### Consignes:
(a) Dites si chacune des affirmations suivantes concorde avec l’article « Horreur et best-seller » en répondant par oui ou par non et en citant les mots décisifs du texte : (i) le livre des Bienveillantes compte plus de 900 pages ; (ii) le saut chronologique de l’auteure est présenté comme un artifice de style ; (iii) l’article a été mis en ligne le 14 février 2013.
(b) Reproduisez l’article « Horreur et best-seller » à l’identique, de « Horreur et best-seller » jusqu’à « de Charlotte Lacoste 1. » inclus.
(c) Écrivez la suite de l’article « Horreur et best-seller », après la dernière phrase de l’extrait.

### Extrait de page:
#####

Horreur et best-seller

mis en ligne le 14 février 2013
Nous vivons dans une société où les récits des guerres aussi bien que les récits des génocides jouent un rôle important dans la fabrication du consensus social et culturel. Quand un livre paraît qui remet en cause cet état de fait, il est purement et simplement ignoré, c’est le cas du livre de Charlotte Lacoste 1.

La « grande » guerre
Commençant par l’examen précis des textes de fictions évoquant la guerre de 1914-1918 et leur comparaison avec les témoignages de poilus, elle se penche très rapidement sur le cas des Bienveillantes de John Littell, un livre épais de plus de 900 pages qui prétend explorer la conscience d’un responsable SS de la réalisation du génocide juif.
Avant cela, l’auteure compare les récits des témoins de la guerre de 1914-1918 aux romans qui suivirent. Elle explique comment ces derniers transformèrent cette atroce boucherie en objets littéraires enthousiasmants. Le saut chronologique, auquel elle se livre de la Grande Guerre aux récits concernant les heures noires de 1939-1945, n’est pas un artifice de style. Il s’agit pour l’auteure de montrer que dans un cas comme dans l’autre les témoins sont muselés afin que le vrai visage de la guerre, telle qu’elle a été vécue, n’apparaisse pas. Pour ces derniers, la fonction profonde du conflit est de détruire physiquement comme psychiquement autant les perdants que les vainqueurs, autant les victimes que les bourreaux. C. Lacoste démontre que ce type de récit n’est pas vendeur, après la guerre de 1914-1918 comme aujourd’hui.

#####

Entrées d’annotation de régions

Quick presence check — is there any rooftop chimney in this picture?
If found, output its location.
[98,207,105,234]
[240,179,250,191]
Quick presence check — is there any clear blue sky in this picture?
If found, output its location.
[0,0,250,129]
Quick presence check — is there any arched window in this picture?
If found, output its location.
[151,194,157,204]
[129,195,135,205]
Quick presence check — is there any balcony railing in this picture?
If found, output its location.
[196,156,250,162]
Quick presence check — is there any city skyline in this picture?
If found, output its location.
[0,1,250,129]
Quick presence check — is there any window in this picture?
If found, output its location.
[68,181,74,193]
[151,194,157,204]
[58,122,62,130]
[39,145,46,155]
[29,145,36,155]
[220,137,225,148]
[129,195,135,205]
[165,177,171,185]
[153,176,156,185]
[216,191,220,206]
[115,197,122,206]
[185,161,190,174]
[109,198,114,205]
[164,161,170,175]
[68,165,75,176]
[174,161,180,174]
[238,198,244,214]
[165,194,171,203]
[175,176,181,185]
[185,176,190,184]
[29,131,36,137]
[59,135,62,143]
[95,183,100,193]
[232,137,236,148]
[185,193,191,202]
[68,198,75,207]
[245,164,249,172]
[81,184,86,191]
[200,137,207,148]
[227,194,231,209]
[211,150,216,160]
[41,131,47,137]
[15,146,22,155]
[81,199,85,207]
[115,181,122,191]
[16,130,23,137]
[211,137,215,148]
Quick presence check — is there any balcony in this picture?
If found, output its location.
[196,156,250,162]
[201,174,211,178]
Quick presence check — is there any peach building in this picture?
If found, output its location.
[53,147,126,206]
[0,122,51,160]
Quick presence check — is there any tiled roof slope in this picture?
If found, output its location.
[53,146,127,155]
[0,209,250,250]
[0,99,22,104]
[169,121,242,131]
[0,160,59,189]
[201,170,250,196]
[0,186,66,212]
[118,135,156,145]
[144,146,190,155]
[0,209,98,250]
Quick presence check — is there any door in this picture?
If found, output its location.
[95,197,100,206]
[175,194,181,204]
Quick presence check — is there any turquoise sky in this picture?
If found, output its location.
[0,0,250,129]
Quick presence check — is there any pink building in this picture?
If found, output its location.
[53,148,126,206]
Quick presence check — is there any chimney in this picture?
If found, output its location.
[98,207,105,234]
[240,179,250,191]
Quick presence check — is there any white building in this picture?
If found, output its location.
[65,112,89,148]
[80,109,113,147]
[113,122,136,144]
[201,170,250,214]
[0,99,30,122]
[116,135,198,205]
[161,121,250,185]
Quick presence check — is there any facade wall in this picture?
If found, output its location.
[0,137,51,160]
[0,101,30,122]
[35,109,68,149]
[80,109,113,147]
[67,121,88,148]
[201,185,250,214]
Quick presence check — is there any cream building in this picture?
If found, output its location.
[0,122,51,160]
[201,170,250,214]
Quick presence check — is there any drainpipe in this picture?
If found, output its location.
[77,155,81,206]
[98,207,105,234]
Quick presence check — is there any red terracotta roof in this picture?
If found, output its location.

#####

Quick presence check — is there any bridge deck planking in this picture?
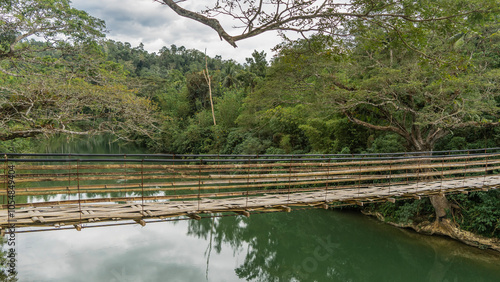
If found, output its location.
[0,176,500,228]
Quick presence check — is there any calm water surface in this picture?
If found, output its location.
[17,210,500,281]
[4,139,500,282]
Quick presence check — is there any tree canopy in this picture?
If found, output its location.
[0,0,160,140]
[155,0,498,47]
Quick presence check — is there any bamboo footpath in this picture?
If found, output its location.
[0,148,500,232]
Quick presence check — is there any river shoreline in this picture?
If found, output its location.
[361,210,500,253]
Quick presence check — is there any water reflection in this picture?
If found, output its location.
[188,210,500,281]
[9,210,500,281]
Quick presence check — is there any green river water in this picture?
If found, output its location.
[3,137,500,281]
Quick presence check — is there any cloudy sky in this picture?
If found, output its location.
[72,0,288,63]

#####

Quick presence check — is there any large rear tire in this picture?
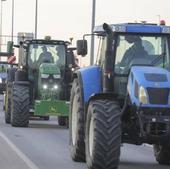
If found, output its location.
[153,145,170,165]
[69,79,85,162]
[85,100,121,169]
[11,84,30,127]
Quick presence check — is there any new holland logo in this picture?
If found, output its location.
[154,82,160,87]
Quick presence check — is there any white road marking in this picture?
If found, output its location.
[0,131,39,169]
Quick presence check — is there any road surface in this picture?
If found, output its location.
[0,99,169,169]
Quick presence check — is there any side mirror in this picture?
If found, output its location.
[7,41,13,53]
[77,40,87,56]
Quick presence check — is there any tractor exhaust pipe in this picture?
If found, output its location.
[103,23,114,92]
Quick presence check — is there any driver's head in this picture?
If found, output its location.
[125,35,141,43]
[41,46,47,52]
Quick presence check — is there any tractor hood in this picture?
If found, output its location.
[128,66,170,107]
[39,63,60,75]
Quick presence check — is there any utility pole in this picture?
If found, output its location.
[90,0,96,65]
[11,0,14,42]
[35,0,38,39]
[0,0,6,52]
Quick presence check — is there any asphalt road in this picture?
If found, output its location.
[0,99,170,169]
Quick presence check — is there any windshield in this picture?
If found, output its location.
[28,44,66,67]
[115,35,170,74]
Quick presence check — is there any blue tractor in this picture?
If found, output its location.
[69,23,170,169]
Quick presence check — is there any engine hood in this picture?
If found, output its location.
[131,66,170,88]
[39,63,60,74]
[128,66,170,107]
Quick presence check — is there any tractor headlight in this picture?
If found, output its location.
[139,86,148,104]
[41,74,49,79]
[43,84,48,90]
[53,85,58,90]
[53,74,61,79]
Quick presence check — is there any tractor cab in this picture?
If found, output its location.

#####

### Corrigés:
(a)
(i) Oui : « un livre épais de plus de 900 pages ».
(ii) Non : « n’est pas un artifice de style ».
(iii) Oui : « mis en ligne le 14 février 2013 ».

(b)
Horreur et best-seller

mis en ligne le 14 février 2013
Nous vivons dans une société où les récits des guerres aussi bien que les récits des génocides jouent un rôle important dans la fabrication du consensus social et culturel. Quand un livre paraît qui remet en cause cet état de fait, il est purement et simplement ignoré, c’est le cas du livre de Charlotte Lacoste 1.

(c)
Face aux Bienveillantes, Charlotte Lacoste fit ce que peu de critiques ont pu faire, faute de temps et de courage, à savoir lire ce livre jusqu’au bout. Le compte rendu qu’elle publie relève d’un travail de médecin légiste. Son scalpel ne laisse aucun endroit entier. Il ne s’agit pas ici de redire ce qu’elle énonce avec tant de rigueur et de précision, mais de profiter de l’occasion pour aborder, une fois et certainement pas la dernière, les raisons qui font le succès du livre Les Bienveillantes tiré à plus de 700 000 exemplaires.

Un homme ordinaire
Le héros de Littell étant un clone d’Adolph Eichmann, il était important de se replonger dans cette histoire. En 1961, le procès du SS à Jérusalem attire enfin l’attention mondiale sur le génocide juif. Hannah Arendt en a rendu compte dans Eichmann à Jérusalem rassemblant ses articles de correspondante de presse. Le sous-titre de cet ouvrage, La banalité du mal, deviendra malgré elle une expression passe-partout, détournée, afin d’éviter le questionnement.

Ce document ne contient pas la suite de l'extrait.